- **Aim**: Rewrite the listing below with every "the arm" changed to "the gripper" and nothing else altered, leaving out the pictures.

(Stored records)
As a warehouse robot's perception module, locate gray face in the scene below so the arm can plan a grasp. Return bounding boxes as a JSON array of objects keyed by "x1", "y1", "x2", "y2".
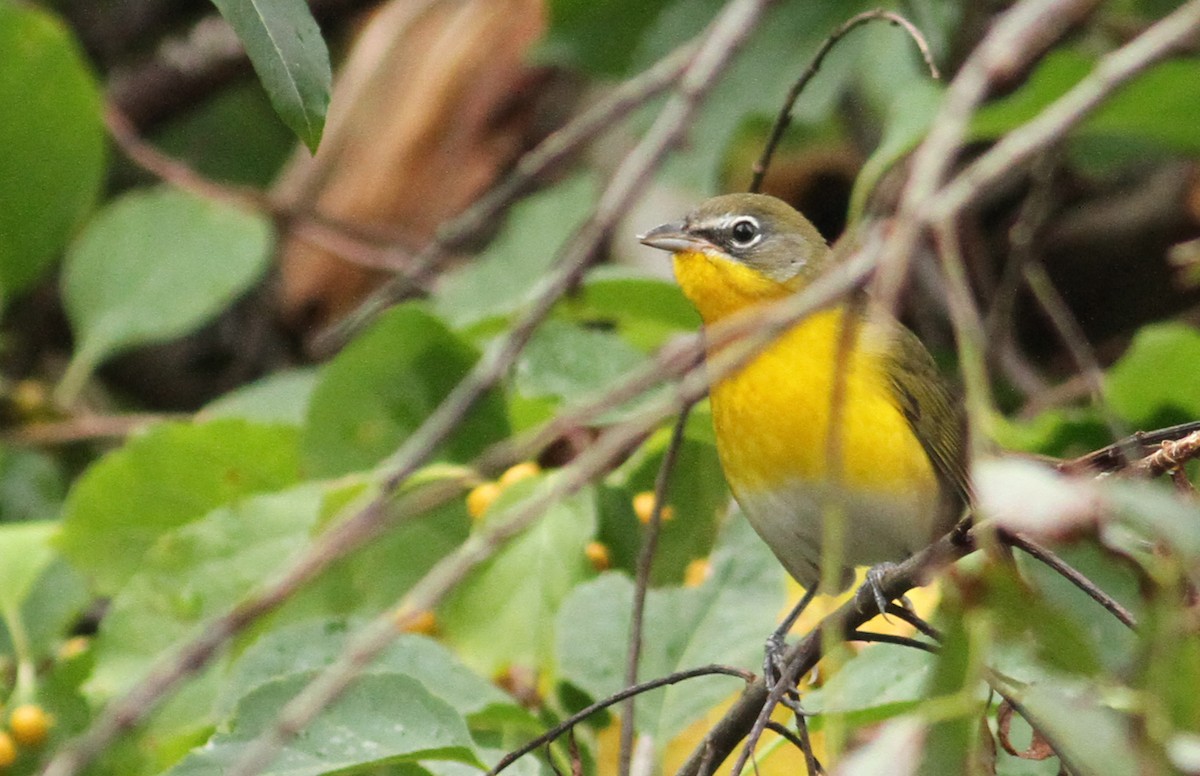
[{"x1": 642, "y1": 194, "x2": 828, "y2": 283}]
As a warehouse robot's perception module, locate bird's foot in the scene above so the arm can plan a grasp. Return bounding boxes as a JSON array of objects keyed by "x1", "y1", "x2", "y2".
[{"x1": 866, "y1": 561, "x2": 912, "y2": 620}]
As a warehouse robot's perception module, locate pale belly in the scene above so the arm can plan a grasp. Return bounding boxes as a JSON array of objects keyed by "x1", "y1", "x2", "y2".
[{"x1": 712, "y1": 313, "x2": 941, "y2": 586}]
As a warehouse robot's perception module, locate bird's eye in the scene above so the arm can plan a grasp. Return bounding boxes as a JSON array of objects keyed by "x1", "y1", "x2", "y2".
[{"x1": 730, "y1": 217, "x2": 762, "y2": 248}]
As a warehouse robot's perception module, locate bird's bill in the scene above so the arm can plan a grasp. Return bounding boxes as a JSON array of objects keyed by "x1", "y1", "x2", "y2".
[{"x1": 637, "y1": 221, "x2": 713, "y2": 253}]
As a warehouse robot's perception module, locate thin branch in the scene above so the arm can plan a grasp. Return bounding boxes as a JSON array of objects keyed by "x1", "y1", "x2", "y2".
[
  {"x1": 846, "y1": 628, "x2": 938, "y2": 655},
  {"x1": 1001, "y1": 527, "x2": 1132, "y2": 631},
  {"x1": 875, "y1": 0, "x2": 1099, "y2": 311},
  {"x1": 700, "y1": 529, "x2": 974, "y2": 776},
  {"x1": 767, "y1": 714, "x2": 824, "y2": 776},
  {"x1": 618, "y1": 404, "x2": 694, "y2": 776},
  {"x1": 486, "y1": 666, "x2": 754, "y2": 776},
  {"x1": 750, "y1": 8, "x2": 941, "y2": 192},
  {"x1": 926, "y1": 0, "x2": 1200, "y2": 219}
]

- **Solved exercise**:
As a warehouse robot's perception module, locate gray face in the scene below so the gripper can plan a grasp. Return bounding boxes as a JSON array of objects keyed by "x1", "y1", "x2", "y2".
[{"x1": 642, "y1": 194, "x2": 828, "y2": 283}]
As a warehouse robot's perception module, locate bird's foot in the scene above so the gripper can plan a grasp. Return bounding boxes as a JSON array of objects keyed by "x1", "y1", "x2", "y2".
[{"x1": 866, "y1": 561, "x2": 912, "y2": 620}]
As a warehouse robot's perception module, locate pale belly in the scene above so the gripper can plan a grasp. Return bounding boxes as a JSON array of objects keyed by "x1", "y1", "x2", "y2".
[{"x1": 712, "y1": 313, "x2": 941, "y2": 586}]
As a warehouse robot's perception module, locate bird's eye in the scene above so the gripper can plan a grasp. Return bounding boxes as a JSON array of objects keyed by "x1", "y1", "x2", "y2".
[{"x1": 730, "y1": 217, "x2": 762, "y2": 248}]
As a warehouse robot's perception module, locate bird's bill in the scene above so the gripper can plan a grasp. Return bounding boxes as a JSON array of objects keyed by "x1", "y1", "x2", "y2".
[{"x1": 637, "y1": 221, "x2": 713, "y2": 253}]
As a warehouse robot's perception module, locate thin branch in the scene above so the gripper can plan a grasp. Return bounding boxes as a JSON array of objects keyed by "x1", "y1", "x2", "y2".
[
  {"x1": 846, "y1": 628, "x2": 938, "y2": 655},
  {"x1": 1001, "y1": 527, "x2": 1132, "y2": 631},
  {"x1": 875, "y1": 0, "x2": 1099, "y2": 311},
  {"x1": 700, "y1": 529, "x2": 974, "y2": 776},
  {"x1": 767, "y1": 714, "x2": 824, "y2": 776},
  {"x1": 618, "y1": 404, "x2": 694, "y2": 776},
  {"x1": 486, "y1": 666, "x2": 754, "y2": 776},
  {"x1": 750, "y1": 8, "x2": 941, "y2": 192},
  {"x1": 926, "y1": 0, "x2": 1200, "y2": 219}
]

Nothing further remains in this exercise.